▶ **What this task involves**: Arrange as a numbered list, skipping blank lines, the items from the line with "request: draw the outline of every instance of the dark" up to and including the line with "target: dark sedan in background".

▶ **Data excerpts**:
»»
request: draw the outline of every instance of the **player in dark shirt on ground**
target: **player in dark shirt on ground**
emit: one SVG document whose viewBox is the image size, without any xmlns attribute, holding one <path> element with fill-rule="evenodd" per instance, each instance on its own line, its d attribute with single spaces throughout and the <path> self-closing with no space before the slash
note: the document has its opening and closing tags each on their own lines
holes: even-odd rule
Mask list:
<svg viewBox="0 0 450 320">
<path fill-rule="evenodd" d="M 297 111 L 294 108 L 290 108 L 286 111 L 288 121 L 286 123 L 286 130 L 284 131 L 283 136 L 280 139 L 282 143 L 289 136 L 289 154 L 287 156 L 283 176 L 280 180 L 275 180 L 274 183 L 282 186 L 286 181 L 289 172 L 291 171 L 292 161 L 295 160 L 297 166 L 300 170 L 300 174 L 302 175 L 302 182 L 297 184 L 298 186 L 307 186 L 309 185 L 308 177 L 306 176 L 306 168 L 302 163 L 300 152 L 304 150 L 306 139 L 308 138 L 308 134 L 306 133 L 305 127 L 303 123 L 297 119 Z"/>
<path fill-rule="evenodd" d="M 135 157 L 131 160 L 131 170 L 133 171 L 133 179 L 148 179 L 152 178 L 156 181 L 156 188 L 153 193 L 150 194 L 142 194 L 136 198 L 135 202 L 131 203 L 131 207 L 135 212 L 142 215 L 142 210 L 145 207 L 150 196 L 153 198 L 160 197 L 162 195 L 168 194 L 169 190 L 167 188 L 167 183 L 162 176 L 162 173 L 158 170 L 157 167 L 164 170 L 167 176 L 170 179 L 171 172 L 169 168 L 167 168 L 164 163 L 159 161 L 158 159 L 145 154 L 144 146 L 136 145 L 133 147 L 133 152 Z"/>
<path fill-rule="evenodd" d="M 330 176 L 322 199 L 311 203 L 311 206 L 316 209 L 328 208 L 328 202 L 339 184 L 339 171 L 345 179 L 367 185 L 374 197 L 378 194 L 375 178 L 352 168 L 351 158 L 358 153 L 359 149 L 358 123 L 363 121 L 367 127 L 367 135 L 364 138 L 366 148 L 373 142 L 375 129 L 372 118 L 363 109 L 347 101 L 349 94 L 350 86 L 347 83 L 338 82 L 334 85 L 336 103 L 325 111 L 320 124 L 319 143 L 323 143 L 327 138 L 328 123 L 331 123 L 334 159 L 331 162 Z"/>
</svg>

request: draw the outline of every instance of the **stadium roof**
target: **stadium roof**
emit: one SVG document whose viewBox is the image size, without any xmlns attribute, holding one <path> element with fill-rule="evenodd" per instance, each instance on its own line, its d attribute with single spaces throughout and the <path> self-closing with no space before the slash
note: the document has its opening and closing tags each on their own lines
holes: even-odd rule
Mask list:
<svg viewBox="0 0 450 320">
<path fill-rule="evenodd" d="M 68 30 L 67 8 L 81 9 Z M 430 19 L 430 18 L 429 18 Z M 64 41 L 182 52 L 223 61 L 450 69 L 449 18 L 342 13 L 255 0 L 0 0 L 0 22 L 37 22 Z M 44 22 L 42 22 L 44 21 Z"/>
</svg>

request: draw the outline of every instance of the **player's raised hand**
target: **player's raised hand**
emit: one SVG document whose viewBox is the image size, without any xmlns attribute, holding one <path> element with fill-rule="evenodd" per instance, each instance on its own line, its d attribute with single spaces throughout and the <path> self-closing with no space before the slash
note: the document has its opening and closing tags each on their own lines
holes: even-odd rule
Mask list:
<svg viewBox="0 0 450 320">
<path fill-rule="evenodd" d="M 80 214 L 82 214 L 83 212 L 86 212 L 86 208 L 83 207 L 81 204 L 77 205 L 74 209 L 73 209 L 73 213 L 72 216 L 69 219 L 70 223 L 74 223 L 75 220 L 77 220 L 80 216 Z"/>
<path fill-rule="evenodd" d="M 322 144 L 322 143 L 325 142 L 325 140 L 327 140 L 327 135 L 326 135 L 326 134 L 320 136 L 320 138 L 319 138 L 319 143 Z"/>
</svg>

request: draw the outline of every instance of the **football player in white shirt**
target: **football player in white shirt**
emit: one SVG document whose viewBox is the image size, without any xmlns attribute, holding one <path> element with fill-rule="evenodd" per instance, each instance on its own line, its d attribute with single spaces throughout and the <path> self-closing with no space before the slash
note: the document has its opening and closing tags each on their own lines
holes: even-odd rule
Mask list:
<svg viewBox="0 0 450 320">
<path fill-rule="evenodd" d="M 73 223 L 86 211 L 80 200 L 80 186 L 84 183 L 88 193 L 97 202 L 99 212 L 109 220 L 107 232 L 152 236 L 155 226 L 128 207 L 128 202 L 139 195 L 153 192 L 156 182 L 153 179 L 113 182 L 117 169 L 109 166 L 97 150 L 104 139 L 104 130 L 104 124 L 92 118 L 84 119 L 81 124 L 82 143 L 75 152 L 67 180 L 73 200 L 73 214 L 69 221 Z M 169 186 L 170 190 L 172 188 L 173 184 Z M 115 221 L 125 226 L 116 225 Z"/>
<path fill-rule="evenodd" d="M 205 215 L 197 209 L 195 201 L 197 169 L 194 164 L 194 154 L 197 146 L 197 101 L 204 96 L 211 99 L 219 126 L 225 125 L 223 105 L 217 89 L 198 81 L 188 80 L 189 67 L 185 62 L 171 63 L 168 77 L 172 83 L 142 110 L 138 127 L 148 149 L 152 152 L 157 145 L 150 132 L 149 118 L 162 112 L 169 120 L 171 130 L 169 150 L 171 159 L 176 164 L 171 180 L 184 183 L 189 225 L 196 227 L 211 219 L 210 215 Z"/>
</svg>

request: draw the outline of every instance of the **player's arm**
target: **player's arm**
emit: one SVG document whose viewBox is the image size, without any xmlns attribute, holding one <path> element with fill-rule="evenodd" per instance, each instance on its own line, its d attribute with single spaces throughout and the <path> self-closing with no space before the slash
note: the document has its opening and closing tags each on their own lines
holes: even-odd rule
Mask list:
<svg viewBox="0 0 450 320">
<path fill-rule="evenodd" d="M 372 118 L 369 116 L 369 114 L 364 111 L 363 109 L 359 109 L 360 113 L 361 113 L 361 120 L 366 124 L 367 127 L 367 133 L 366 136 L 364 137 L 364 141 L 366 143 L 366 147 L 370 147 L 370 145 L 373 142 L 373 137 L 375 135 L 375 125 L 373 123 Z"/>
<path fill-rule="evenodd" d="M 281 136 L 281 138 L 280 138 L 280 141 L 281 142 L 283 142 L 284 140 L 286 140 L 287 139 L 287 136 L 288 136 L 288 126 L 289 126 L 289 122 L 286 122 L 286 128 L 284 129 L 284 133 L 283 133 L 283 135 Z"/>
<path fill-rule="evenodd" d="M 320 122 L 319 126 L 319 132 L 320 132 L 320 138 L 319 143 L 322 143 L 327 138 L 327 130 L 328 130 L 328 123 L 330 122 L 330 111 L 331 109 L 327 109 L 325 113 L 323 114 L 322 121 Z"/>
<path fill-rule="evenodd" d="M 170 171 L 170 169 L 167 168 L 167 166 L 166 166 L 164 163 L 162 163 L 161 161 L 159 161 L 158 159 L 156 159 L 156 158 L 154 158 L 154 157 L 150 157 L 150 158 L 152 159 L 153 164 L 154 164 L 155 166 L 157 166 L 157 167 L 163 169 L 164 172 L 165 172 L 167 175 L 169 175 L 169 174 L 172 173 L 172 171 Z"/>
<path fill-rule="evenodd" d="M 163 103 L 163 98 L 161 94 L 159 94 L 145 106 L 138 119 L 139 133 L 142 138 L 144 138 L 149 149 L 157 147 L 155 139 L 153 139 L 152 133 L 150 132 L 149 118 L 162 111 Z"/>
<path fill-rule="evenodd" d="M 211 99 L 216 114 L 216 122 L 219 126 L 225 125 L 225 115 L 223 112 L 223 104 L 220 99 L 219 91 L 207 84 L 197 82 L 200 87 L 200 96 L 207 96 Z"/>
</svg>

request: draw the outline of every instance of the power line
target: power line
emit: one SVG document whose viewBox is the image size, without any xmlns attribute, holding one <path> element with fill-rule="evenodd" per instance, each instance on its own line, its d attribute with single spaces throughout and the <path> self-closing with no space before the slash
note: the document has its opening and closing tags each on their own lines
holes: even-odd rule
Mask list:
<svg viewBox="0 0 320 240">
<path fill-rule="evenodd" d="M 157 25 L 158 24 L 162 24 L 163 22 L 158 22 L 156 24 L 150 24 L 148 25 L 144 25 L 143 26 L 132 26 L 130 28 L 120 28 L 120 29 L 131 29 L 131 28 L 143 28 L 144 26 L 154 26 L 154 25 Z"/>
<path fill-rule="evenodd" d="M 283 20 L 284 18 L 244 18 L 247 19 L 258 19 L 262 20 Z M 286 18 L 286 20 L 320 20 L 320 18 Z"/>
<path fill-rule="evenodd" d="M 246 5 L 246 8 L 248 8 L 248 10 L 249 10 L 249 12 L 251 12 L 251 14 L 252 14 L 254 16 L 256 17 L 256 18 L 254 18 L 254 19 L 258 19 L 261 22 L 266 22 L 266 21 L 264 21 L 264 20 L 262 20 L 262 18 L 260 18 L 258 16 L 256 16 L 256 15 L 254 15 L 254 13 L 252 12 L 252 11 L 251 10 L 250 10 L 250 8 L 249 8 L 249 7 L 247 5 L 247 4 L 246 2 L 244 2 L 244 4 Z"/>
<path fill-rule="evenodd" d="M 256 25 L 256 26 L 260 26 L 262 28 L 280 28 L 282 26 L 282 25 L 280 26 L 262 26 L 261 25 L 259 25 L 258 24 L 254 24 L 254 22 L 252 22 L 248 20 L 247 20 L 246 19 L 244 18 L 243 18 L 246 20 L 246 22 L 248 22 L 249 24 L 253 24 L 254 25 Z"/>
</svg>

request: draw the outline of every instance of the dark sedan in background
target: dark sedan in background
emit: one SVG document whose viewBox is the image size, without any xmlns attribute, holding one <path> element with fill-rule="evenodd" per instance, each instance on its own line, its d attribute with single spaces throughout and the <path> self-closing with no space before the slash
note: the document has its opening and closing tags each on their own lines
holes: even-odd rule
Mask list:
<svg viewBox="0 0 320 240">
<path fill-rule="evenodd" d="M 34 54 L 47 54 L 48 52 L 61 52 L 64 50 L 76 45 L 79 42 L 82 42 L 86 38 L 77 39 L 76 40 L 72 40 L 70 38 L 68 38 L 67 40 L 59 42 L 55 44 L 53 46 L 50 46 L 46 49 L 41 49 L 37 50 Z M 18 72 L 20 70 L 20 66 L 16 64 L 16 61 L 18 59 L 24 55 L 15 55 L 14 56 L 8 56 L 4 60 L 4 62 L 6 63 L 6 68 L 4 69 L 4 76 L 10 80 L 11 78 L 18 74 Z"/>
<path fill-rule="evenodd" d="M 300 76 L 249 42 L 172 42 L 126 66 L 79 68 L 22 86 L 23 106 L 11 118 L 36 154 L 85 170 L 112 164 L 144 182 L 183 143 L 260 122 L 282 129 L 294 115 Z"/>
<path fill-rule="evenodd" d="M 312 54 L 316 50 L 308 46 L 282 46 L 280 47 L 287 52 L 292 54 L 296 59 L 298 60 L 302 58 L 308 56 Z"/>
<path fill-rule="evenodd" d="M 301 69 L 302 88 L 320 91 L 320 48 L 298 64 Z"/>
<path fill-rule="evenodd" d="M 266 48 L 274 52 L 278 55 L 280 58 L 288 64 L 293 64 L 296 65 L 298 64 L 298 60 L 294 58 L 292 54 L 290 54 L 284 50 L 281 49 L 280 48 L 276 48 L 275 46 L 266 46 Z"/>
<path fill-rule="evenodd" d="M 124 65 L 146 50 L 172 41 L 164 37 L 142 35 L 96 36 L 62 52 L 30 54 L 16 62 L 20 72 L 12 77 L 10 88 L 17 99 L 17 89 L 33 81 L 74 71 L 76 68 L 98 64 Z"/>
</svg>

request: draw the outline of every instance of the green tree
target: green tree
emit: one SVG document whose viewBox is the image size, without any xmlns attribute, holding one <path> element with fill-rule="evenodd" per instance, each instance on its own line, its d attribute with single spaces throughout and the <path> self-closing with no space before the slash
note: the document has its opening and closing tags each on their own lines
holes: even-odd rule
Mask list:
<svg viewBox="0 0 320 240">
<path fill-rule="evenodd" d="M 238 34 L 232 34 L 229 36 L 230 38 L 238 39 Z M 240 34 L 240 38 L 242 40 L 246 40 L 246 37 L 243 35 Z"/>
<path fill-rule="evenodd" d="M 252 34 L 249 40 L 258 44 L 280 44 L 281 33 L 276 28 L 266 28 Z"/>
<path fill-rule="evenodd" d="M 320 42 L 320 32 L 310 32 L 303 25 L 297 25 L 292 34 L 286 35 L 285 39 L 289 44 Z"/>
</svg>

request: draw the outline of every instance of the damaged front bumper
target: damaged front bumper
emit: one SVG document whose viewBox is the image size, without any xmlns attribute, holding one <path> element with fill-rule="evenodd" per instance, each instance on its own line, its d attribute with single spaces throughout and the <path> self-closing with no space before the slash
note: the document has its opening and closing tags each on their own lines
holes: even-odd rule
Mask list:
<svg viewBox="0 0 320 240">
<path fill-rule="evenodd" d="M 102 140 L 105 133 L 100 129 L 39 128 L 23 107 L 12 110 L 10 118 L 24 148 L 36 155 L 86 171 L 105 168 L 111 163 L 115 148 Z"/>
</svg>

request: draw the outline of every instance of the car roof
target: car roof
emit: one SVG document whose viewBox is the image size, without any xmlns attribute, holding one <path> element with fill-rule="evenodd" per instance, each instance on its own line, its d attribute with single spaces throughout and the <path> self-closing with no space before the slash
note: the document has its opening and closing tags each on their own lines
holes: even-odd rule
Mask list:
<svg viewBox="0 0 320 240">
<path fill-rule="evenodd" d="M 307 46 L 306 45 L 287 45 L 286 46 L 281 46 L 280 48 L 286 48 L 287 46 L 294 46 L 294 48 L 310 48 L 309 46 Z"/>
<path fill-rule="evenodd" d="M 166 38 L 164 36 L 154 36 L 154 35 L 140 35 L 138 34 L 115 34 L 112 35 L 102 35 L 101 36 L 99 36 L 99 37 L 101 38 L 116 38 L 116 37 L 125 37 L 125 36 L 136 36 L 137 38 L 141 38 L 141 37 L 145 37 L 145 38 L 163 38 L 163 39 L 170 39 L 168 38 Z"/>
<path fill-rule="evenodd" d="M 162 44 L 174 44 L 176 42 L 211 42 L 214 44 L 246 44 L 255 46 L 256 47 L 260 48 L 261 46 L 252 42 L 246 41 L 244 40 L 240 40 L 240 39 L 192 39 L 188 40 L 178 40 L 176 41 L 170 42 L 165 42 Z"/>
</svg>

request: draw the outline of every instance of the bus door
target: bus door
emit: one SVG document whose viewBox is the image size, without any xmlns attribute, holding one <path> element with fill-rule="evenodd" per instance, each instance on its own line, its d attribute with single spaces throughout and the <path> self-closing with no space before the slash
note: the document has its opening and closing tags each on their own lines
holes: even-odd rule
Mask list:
««
▶ **Answer to this problem**:
1. request: draw the outline of every instance of the dark sedan in background
2. target: dark sedan in background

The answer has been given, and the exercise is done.